### Work order
According to the review synthesis on teacher education about functions below, which three actionable domains do the studies converge on?

### Extract provided

──────

The review’s synthesis addresses the central question—how research conceptualizes and operationalizes continuing education on functions—by converging on three actionable domains: resource mastery, arithmetic-to-algebra transition, and formative/assessment management. Collectively, the studies show that PD anchored in tasks, representations, and student thinking (MKT-informed) enhances teachers’ capacity to design, implement, and diagnose learning around functions. Inclusion of student data in PD studies evidences transfer from teacher learning to student achievement, especially in representational fluency and definition use. Technology-centered approaches are effective when guided by instrumental orchestration and coherent didactical variables. The findings are relevant for structuring PD that explicitly targets function as a hub concept connecting multiple mathematical ideas and real-world phenomena, reinforcing the need for coherent curricular trajectories and assessment tools aligned with functional thinking.

──────

### Data section

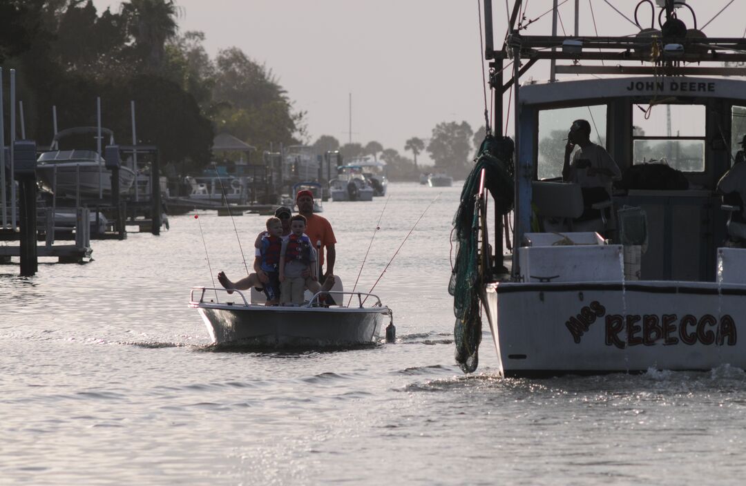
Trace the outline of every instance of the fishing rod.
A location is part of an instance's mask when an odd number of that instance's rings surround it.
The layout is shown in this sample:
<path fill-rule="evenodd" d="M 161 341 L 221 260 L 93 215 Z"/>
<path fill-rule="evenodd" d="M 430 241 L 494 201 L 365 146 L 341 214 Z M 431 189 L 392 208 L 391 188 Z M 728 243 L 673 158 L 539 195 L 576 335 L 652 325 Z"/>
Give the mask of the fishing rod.
<path fill-rule="evenodd" d="M 212 267 L 211 265 L 210 265 L 210 255 L 207 253 L 207 244 L 204 241 L 204 233 L 202 233 L 202 221 L 199 221 L 199 213 L 198 212 L 197 212 L 196 214 L 194 215 L 194 218 L 197 220 L 198 223 L 199 223 L 199 235 L 200 235 L 200 236 L 202 237 L 202 244 L 204 246 L 204 256 L 207 257 L 207 268 L 210 269 L 210 278 L 213 281 L 213 288 L 217 288 L 217 287 L 215 286 L 215 277 L 213 277 L 213 267 Z M 218 302 L 218 291 L 217 290 L 215 291 L 215 301 Z M 218 303 L 220 303 L 218 302 Z"/>
<path fill-rule="evenodd" d="M 223 187 L 223 180 L 218 174 L 218 166 L 213 162 L 213 167 L 215 168 L 215 174 L 218 176 L 218 182 L 220 183 L 220 193 L 223 196 L 223 201 L 225 201 L 225 207 L 228 210 L 228 215 L 231 216 L 231 222 L 233 225 L 233 232 L 236 233 L 236 239 L 238 240 L 238 248 L 241 251 L 241 260 L 243 262 L 243 268 L 246 269 L 246 275 L 249 275 L 248 266 L 246 265 L 246 257 L 243 255 L 243 247 L 241 246 L 241 239 L 238 236 L 238 230 L 236 228 L 236 221 L 233 219 L 233 213 L 231 212 L 231 205 L 228 204 L 228 198 L 225 195 L 225 188 Z M 214 285 L 214 284 L 213 284 Z"/>
<path fill-rule="evenodd" d="M 366 260 L 368 259 L 368 253 L 371 250 L 371 247 L 373 245 L 373 239 L 375 238 L 375 233 L 380 230 L 380 220 L 383 218 L 383 212 L 386 211 L 386 206 L 389 204 L 389 200 L 391 199 L 391 195 L 386 198 L 386 203 L 383 204 L 383 209 L 380 212 L 380 216 L 378 217 L 378 222 L 375 225 L 375 230 L 373 231 L 373 236 L 371 237 L 371 242 L 368 244 L 368 250 L 366 251 L 366 256 L 363 257 L 363 263 L 360 265 L 360 270 L 357 272 L 357 278 L 355 279 L 355 285 L 352 287 L 352 291 L 355 291 L 355 288 L 357 288 L 357 282 L 360 280 L 360 274 L 363 273 L 363 267 L 366 264 Z M 347 301 L 347 306 L 350 306 L 350 303 L 352 302 L 352 294 L 350 294 L 350 299 Z"/>
<path fill-rule="evenodd" d="M 407 242 L 407 239 L 409 239 L 410 235 L 411 235 L 412 232 L 415 230 L 416 227 L 417 227 L 417 224 L 419 223 L 420 220 L 421 220 L 422 218 L 424 217 L 424 213 L 427 212 L 427 209 L 430 209 L 430 206 L 432 206 L 435 203 L 435 201 L 438 201 L 438 198 L 439 198 L 439 197 L 440 197 L 440 193 L 438 193 L 438 195 L 436 195 L 435 197 L 435 199 L 433 199 L 432 201 L 430 201 L 430 204 L 427 205 L 427 207 L 426 207 L 424 209 L 424 211 L 422 212 L 422 214 L 420 215 L 420 217 L 417 219 L 416 221 L 415 221 L 414 226 L 412 227 L 412 229 L 410 230 L 410 232 L 408 233 L 407 233 L 406 236 L 404 236 L 404 240 L 403 242 L 401 242 L 401 244 L 400 244 L 399 247 L 396 249 L 395 252 L 394 252 L 394 256 L 392 256 L 391 259 L 389 260 L 389 262 L 386 264 L 386 267 L 383 268 L 383 271 L 382 271 L 380 273 L 380 275 L 378 276 L 378 280 L 377 280 L 375 281 L 375 283 L 373 284 L 373 286 L 371 287 L 371 289 L 369 291 L 368 291 L 369 294 L 371 294 L 373 291 L 373 289 L 375 288 L 375 286 L 377 285 L 378 285 L 378 282 L 380 281 L 381 278 L 383 278 L 383 274 L 385 274 L 386 271 L 389 268 L 389 265 L 391 265 L 391 262 L 394 261 L 394 259 L 396 258 L 396 256 L 398 254 L 399 250 L 401 250 L 401 247 L 404 246 L 404 243 Z M 366 298 L 363 300 L 363 302 L 362 302 L 361 305 L 366 303 L 366 300 L 368 300 L 368 297 L 369 296 L 366 296 Z"/>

──────

### Task result
Resource mastery, arithmetic-to-algebra transition, and formative/assessment management.